WHAT YOU WILL DO
a) According to the Motown Week post, which song gave The Shirelles their #1 hit single on the Billboard chart?
b) Transcribe the Motown Week post from "A group of four" up to and including "performance in 1964.".
c) Rewrite the paragraph of the Motown Week post that begins "Probably one of most successful vocal acts" as a short list that keeps its main facts.

TEXT SHOWN: Begin

Wednesday, March 30, 2011

"I Can't Help Myself"

Motown Week: Part 2
Probably one of most successful vocal acts to record for Motown Records (not to mention, one of the most successful in music history!) was The Temptations. In their five-decade career, they have sold tens of millions of albums and are said to be as influential to soul music as The Beatles were to rock and pop. Spanning several genres of music including R&B, doo-wop, funk, soul, disco, and adult contemporary, the group is also known for distinct choreography, unmistakable harmonies, and flashy suits. Written (in about 20 minutes) and produced by Smokey Robinson and Ronald White (member of The Miracles) for lead vocalist, David Ruffin, "My Girl" was released in December 1964, reaching #1 in 1965 and becoming The Temptations' signature song. Another song on the list of the 500 Greatest Songs of All Time, this tune is a pure classic in an era of classy artists.

A group of four friends from New Jersey, The Shirelles were the first major female vocal group of the rock and roll era, as well as the first female group to have a #1 hit single on Billboard chart with "Will You Love Me Tomorrow" in 1960. Although they were signed by Scepter Records, this group actually precedes Motown as a crossover sensation with white audiences. OK, so technically these gals don't belong in Motown Week, however, they're relevant to the R&B/pop sound of Motown. Another ranked among the list of The 500 Greatest Songs of All Time, this song was written by Gerry Goffin and Carole King, in which King used the same chord progression "Oh! Carol" (a song written about her by ex-boyfriend Neil Sedaka!). Also found on the list of The 100 Greatest Artists of All Time, here are The Shirelles giving a sweet, live performance in 1964.

TEXT SHOWN: End
RECORDS SUPPLIED: Begin

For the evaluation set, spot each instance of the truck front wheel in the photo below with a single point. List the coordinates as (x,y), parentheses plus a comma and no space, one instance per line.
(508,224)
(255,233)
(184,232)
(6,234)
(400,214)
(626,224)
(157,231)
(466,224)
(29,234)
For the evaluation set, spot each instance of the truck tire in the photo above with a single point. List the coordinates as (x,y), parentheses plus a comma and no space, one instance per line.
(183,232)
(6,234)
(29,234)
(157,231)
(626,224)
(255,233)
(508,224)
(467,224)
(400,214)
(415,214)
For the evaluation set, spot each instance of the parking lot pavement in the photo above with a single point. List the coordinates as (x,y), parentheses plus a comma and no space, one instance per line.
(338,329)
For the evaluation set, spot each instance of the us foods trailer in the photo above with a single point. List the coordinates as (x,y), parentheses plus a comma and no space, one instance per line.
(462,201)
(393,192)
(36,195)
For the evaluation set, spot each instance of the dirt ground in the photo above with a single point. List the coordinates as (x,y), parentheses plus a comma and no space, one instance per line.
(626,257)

RECORDS SUPPLIED: End

RESULTS FOR EACH TASK
a) "Will You Love Me Tomorrow," in 1960.

b)
A group of four friends from New Jersey, The Shirelles were the first major female vocal group of the rock and roll era, as well as the first female group to have a #1 hit single on Billboard chart with "Will You Love Me Tomorrow" in 1960. Although they were signed by Scepter Records, this group actually precedes Motown as a crossover sensation with white audiences. OK, so technically these gals don't belong in Motown Week, however, they're relevant to the R&B/pop sound of Motown. Another ranked among the list of The 500 Greatest Songs of All Time, this song was written by Gerry Goffin and Carole King, in which King used the same chord progression "Oh! Carol" (a song written about her by ex-boyfriend Neil Sedaka!). Also found on the list of The 100 Greatest Artists of All Time, here are The Shirelles giving a sweet, live performance in 1964.

c)
- The Temptations were among the most successful vocal acts to record for Motown Records and in music history.
- Over a five-decade career, they have sold tens of millions of albums. They are said to be as influential to soul music as The Beatles were to rock and pop.
- Their music spans R&B, doo-wop, funk, soul, disco, and adult contemporary. They are known for distinct choreography, unmistakable harmonies, and flashy suits.
- Smokey Robinson and Ronald White of The Miracles wrote "My Girl" in about 20 minutes and produced it for lead vocalist David Ruffin.
- "My Girl" was released in December 1964 and reached #1 in 1965. It became the group's signature song and is on the list of the 500 Greatest Songs of All Time.